### Page extract

BEGIN

Operations and Evaluation

• Addition and subtraction of multivariate polynomials involve combining like terms, considering the coefficients and exponents of all variables (e.g., $(2x^2y + 3xy^2) + (4x^2y - xy^2) = 6x^2y + 2xy^2$)
• Multiplication of multivariate polynomials follows the distributive law and involves multiplying each term of one polynomial by each term of the other polynomial (e.g., $(x + y)(x - y) = x^2 - y^2$)
• Division of multivariate polynomials requires choosing a monomial ordering, which affects the quotient and remainder (e.g., dividing $x^2y + xy^2 + y$ by $xy + 1$ using lexicographic order gives quotient $xy - y + 1$ and remainder $y^2$)
• Evaluating multivariate polynomials at specific points or sets of points is useful for understanding their behavior and solving systems of polynomial equations (e.g., finding the zeros of a polynomial system $f(x, y) = 0$ and $g(x, y) = 0$)

Polynomial Rings

Construction and Definition

• A polynomial ring is a ring formed by the set of all polynomials in one or more variables with coefficients from a given ring or field (e.g., the polynomial ring $\mathbb{R}[x, y]$ consists of all polynomials in variables $x$ and $y$ with real coefficients)
• The polynomial ring in $n$ variables over a ring $R$ is denoted as $R[x_1, x_2, \ldots, x_n]$, where $x_1, x_2, \ldots, x_n$ are the variables and $R$ is the coefficient ring
• Elements of a polynomial ring are multivariate polynomials, and the ring operations (addition and multiplication) are defined as the usual addition and multiplication of polynomials
• Polynomial rings are commutative rings, meaning the multiplication operation is commutative: $f(x_1, \ldots, x_n) \cdot g(x_1, \ldots, x_n) = g(x_1, \ldots, x_n) \cdot f(x_1, \ldots, x_n)$ for any two polynomials $f$ and $g$

Ideals and Quotient Rings

• An ideal in a polynomial ring is a subset closed under addition and multiplication by ring elements (e.g., the set of all polynomials with constant term 0 forms an ideal in $\mathbb{R}[x]$)
• Principal ideals in a polynomial ring are ideals generated by a single polynomial (e.g., the ideal $\langle x^2 + 1 \rangle$ in $\mathbb{R}[x]$ consists of all polynomials divisible by $x^2 + 1$)
• Quotient rings of polynomial rings by ideals are rings obtained by "dividing out" the ideal, with elements being equivalence classes of polynomials (e.g., $\mathbb{R}[x] / \langle x^2 + 1 \rangle$ is a quotient ring where polynomials that differ by a multiple of $x^2 + 1$ are considered equivalent)
• Ideals and quotient rings play a crucial role in studying the structure of polynomial rings and their relation to algebraic varieties

Structure of Polynomial Rings

Integral Domains and Principal Ideal Domains

• Polynomial rings are integral domains, meaning they have no zero divisors: if $f(x_1, \ldots, x_n) \cdot g(x_1, \ldots, x_n) = 0$, then either $f(x_1, \ldots, x_n) = 0$ or $g(x_1, \ldots, x_n) = 0$
• Polynomial rings over a field are principal ideal domains (PIDs), meaning every ideal in the ring is generated by a single element (e.g., $\mathbb{C}[x, y]$ is a PID, but $\mathbb{Z}[x, y]$ is not)

END

### Short problem 1
According to the notes on polynomial rings, what are principal ideals in a polynomial ring?
### Short problem 2
Extract the stretch of the notes on polynomial rings from "Operations and Evaluation" through "6x^2y + 2xy^2$)".
The entries that follow these notes on polynomial rings are separate material.

### Records provided
BEGIN

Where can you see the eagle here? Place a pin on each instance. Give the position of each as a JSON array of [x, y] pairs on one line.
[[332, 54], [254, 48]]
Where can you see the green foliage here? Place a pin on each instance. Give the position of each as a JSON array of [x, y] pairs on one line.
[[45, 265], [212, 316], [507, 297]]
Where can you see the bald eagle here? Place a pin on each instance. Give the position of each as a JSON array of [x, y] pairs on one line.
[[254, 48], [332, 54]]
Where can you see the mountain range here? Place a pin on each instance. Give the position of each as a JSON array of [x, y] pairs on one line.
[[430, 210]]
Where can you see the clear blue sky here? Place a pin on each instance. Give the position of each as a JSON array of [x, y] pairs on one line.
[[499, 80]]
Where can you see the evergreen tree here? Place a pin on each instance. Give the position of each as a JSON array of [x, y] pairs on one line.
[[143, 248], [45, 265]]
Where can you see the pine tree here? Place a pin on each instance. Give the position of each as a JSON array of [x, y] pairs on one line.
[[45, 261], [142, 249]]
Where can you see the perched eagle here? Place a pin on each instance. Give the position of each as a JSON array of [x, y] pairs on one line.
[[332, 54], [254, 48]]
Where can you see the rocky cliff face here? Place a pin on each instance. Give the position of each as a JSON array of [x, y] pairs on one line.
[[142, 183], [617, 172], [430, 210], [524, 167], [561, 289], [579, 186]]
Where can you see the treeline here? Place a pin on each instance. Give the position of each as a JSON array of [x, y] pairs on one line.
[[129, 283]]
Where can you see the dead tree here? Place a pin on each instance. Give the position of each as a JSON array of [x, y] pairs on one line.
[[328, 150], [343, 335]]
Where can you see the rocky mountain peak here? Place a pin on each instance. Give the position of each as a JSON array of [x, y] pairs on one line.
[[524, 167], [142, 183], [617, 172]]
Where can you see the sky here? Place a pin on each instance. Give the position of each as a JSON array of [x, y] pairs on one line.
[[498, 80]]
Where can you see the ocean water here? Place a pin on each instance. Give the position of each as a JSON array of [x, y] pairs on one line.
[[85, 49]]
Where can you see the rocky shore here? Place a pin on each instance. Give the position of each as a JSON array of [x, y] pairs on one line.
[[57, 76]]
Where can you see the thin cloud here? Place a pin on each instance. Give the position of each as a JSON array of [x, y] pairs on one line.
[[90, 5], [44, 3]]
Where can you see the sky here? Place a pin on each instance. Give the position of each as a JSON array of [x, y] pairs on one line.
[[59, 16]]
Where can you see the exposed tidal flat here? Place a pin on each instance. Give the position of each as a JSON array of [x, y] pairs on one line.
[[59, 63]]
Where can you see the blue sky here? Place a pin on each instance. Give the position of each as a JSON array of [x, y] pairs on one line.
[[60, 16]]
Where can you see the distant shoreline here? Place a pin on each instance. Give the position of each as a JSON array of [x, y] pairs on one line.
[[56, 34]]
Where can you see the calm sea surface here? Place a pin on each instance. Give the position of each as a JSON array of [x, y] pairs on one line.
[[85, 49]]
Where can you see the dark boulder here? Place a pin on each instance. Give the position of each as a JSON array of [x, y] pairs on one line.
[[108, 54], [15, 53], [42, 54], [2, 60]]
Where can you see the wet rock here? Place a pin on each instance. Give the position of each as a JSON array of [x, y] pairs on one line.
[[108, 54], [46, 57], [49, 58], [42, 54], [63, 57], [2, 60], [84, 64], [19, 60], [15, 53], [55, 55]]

END

### Finished answer 1
They are ideals generated by a single polynomial.

### Finished answer 2
Operations and Evaluation

• Addition and subtraction of multivariate polynomials involve combining like terms, considering the coefficients and exponents of all variables (e.g., $(2x^2y + 3xy^2) + (4x^2y - xy^2) = 6x^2y + 2xy^2$)